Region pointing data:
++++++++

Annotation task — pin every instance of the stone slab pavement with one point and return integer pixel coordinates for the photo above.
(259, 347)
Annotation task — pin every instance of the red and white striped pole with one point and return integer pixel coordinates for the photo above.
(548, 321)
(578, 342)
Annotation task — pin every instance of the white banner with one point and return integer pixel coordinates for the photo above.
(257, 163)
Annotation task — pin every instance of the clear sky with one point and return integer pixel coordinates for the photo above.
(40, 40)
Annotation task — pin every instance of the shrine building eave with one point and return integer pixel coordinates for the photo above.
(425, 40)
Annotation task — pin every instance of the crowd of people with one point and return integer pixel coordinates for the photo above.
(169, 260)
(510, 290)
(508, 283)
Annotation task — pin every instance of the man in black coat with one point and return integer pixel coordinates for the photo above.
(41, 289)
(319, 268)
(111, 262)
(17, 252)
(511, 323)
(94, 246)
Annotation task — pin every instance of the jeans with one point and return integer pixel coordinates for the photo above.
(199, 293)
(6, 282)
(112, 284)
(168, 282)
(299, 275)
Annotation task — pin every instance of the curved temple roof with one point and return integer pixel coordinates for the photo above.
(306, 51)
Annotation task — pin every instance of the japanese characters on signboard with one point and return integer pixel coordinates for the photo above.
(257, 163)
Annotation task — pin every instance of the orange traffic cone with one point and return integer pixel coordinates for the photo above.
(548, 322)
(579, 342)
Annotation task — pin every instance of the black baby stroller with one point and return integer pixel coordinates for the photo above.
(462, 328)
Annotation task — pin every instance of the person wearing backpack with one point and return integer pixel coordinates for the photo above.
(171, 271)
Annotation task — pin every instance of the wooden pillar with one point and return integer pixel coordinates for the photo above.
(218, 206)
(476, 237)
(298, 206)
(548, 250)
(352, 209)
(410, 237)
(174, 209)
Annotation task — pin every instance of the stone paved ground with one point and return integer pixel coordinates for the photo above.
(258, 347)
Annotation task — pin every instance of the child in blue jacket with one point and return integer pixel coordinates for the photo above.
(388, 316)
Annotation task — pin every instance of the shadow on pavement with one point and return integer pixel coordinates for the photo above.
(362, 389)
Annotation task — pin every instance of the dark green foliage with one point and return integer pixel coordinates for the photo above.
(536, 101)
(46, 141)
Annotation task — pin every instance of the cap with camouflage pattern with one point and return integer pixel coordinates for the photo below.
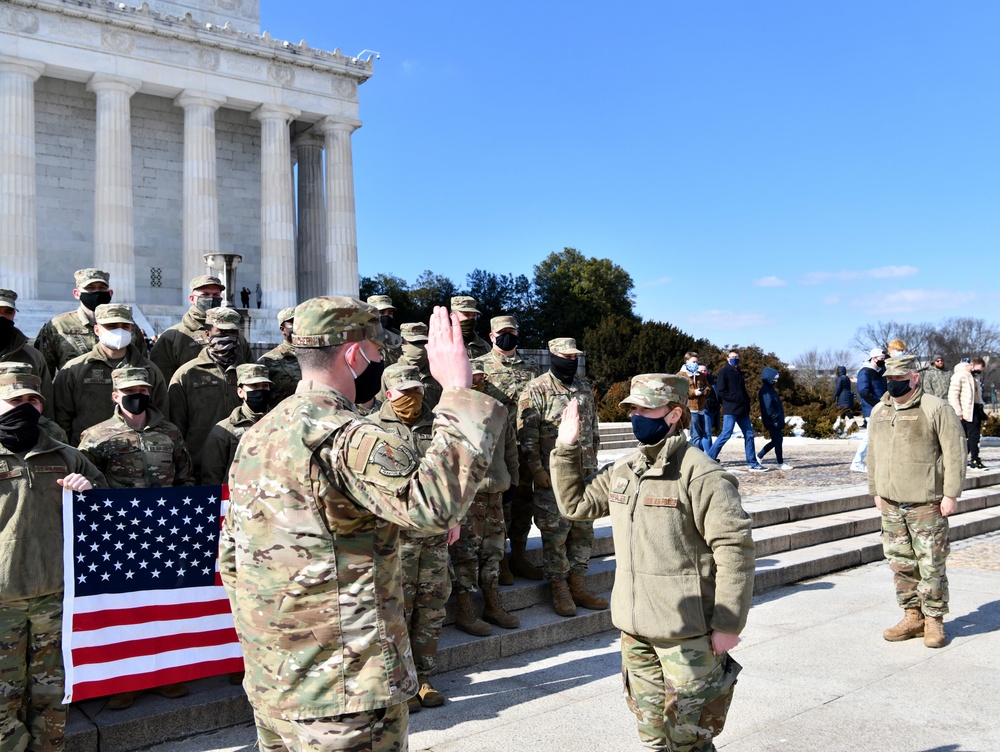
(563, 346)
(252, 373)
(113, 313)
(85, 277)
(657, 389)
(123, 378)
(17, 384)
(499, 323)
(464, 303)
(901, 365)
(204, 280)
(335, 320)
(223, 318)
(414, 332)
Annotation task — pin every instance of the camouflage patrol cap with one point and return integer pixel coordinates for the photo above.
(16, 384)
(123, 378)
(252, 373)
(499, 323)
(223, 318)
(205, 280)
(657, 390)
(402, 378)
(414, 332)
(335, 320)
(464, 303)
(382, 302)
(113, 313)
(563, 346)
(901, 365)
(85, 277)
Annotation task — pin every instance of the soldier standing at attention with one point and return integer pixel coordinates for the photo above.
(310, 540)
(566, 545)
(32, 469)
(254, 388)
(282, 365)
(684, 576)
(916, 472)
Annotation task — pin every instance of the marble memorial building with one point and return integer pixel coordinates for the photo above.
(139, 139)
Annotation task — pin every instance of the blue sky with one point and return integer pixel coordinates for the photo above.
(777, 173)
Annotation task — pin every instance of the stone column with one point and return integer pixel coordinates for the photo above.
(114, 234)
(311, 246)
(201, 195)
(18, 225)
(341, 229)
(277, 208)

++++++++

#### TASK:
Please copy exactly the lines from the one containing "Annotation task — pin every instance of the cap" through the end of the records above, leaving out every picture.

#### REPLY:
Annotation task — pin every instance of the cap with camouflage pattern with one point and return integer pixel coordinates for the photo below.
(563, 346)
(252, 373)
(113, 313)
(85, 277)
(657, 389)
(123, 378)
(17, 384)
(499, 323)
(464, 303)
(901, 365)
(204, 280)
(335, 320)
(223, 318)
(414, 332)
Annotation task — pin every instance of the camouflage patrol cap with one point and return integer pixel coordinates for the photo above.
(16, 384)
(123, 378)
(252, 373)
(499, 323)
(223, 318)
(205, 280)
(657, 390)
(402, 378)
(414, 332)
(335, 320)
(464, 303)
(382, 302)
(113, 313)
(563, 346)
(901, 365)
(85, 277)
Annotation task — pin every instance of the soldier standing at attention with one point and return integer pixel coordinates for the photo above.
(310, 540)
(566, 545)
(32, 469)
(254, 388)
(282, 365)
(684, 576)
(916, 472)
Annotation task — pin every instance of the marble memorial building with one point and return integer pixel coordinates for the photo above.
(139, 139)
Annotation task — pin every instance of the blue sky with one point and return integer pixel coordinates for the photo above.
(777, 173)
Annotation task — pin every instance of the stone column with one point and return integer pixel coordinates for the photo above.
(114, 234)
(311, 246)
(201, 195)
(18, 225)
(341, 229)
(277, 208)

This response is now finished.